▶ **Passage given**:
>>>>
You state that if you complain or report him, you will be unemployed. Well, if you work for him under his rules, even worse than unemployed, you will be dead, or permanently injured which could be a living hell.


----------



## ND80

If you are not comfortable doing something then don't do it. Its not worth getting hurt or worse over.

Its that simple if you get fired then you are better off in the long run.


----------



## AK_sparky

Shut down the circuit, do your work.

If he says anything again, *be respectful*, and tell him that you will not be working live.

If he lets you work safely but rides you for it, whatever, as long you get your hours; work on finding another job.

If he fires you, report him. Report him for working live and making you work live, and report him for wrongful dismissal. Employers like that need to be dealt with for everyone else's sake.


----------



## LGLS

Cory10 said:


> Just recently got hired by a small resi contractor after killing myself for 5 months trying to find someone to take me on. 2 weeks in he's telling me that I have to work live and its part of the trade, I told him I am not comfortable with that at all being so green. He basically told me he has a stack of resumes 2 feet high waiting to replace me if its going to be a problem for me. Obviously if I had other employment prospects this wouldn't even be a topic. Do I report this guy and probably lose my job or what. I cant sit around for another 5-6 months not getting experience and hours....I understand no job is worth putting myself in a dangerous situation but its so frustrating wanting this career so bad.
<<<<
[Labeled area outlines]
>>>>
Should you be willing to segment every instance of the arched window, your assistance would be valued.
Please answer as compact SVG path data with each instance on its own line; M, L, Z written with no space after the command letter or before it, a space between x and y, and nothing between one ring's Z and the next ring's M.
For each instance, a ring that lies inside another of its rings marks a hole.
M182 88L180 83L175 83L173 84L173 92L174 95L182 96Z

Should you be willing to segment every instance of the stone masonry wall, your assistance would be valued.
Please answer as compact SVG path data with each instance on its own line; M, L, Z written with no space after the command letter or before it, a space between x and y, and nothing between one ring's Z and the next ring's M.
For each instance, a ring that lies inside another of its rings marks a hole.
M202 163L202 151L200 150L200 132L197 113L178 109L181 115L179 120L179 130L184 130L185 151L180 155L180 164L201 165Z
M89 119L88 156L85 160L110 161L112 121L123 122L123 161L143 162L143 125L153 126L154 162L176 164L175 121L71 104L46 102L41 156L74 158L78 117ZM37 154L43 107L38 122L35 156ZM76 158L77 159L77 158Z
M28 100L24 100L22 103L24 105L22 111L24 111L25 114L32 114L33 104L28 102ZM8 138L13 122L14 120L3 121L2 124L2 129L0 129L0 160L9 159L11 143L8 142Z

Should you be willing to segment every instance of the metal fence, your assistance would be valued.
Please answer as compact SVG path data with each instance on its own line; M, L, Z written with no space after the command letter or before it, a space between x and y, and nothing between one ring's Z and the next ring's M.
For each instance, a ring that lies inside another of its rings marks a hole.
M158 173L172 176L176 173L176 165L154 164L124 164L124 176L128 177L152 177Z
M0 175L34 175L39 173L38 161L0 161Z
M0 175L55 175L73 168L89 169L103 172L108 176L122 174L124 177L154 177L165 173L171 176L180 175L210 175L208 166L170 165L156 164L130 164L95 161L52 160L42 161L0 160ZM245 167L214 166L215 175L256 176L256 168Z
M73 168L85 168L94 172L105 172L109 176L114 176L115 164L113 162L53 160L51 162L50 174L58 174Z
<<<<
▶ **Task instructions**: In the forum thread, how long did the quoted poster spend looking for someone to take them on before being hired?

▶ **Final result**: Five months.